[Given problem] Please output the entries below from the line that contains "the tree as a single marker per instance." through the final line, reproduced exactly and alone.

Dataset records
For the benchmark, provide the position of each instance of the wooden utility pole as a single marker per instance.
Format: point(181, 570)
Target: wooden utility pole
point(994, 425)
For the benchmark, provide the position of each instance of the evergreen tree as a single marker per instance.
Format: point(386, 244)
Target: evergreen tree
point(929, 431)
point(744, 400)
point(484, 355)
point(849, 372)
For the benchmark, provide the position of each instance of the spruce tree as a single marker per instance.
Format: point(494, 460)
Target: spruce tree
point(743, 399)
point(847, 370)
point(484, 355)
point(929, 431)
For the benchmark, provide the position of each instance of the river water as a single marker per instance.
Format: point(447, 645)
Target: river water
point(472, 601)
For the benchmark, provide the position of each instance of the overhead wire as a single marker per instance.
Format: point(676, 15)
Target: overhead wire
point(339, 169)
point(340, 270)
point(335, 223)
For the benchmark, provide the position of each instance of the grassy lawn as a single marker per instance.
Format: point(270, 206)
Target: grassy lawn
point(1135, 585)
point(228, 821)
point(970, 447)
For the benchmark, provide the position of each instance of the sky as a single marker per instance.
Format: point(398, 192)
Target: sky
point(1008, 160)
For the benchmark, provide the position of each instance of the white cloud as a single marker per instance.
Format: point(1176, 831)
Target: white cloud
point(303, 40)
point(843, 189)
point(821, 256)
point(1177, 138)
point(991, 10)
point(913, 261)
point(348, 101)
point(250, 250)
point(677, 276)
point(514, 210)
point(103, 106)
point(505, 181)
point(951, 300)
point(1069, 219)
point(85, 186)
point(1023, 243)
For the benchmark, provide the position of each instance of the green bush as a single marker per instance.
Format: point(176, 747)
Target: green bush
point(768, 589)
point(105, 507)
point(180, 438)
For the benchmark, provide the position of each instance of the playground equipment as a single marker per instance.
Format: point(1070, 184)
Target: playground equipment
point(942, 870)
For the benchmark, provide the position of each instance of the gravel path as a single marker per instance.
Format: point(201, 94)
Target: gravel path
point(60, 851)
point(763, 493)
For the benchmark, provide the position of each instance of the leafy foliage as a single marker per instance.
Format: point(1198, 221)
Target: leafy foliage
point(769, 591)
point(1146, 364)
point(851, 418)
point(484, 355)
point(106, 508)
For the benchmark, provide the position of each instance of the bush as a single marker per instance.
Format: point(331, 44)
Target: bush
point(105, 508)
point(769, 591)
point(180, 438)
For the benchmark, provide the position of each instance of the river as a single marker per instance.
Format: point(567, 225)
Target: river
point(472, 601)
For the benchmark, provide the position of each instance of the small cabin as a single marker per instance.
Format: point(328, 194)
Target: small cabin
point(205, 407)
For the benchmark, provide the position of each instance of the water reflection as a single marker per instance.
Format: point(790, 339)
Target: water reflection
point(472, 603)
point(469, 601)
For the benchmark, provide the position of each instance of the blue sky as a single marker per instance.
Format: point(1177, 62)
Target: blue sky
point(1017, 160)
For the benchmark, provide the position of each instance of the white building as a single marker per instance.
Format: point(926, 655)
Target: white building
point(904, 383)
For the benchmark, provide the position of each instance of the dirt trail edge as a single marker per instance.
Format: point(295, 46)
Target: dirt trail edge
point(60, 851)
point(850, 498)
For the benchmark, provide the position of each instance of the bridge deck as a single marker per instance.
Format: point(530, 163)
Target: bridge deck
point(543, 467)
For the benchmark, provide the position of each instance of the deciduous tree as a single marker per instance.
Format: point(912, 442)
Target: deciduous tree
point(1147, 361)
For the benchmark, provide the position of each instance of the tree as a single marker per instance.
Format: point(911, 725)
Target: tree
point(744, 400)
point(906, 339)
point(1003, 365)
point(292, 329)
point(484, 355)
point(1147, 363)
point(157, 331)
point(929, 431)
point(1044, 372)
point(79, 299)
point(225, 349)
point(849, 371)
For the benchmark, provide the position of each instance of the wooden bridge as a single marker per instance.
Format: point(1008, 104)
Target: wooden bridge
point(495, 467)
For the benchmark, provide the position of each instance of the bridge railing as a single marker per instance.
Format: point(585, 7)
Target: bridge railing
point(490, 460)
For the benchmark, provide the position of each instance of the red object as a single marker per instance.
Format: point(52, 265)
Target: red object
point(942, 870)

[Result]
For the benchmark, provide the position of each instance of the tree as a single marker per instance.
Format: point(911, 725)
Target: tree
point(744, 400)
point(906, 339)
point(1003, 365)
point(292, 329)
point(484, 355)
point(1147, 363)
point(157, 331)
point(929, 431)
point(1044, 372)
point(79, 299)
point(225, 349)
point(849, 371)
For the benchmark, provide the position of each instance of the wooden bridge as a single marker per instance.
Format: point(1008, 104)
Target: wooden bridge
point(495, 467)
For the benchmark, provide the position of each instance of the bridge railing as a single marker per instance.
Format: point(585, 7)
Target: bridge railing
point(490, 460)
For the benchmark, provide the position of each instance of the red object as a single marker per instance.
Format: point(52, 265)
Target: red object
point(942, 870)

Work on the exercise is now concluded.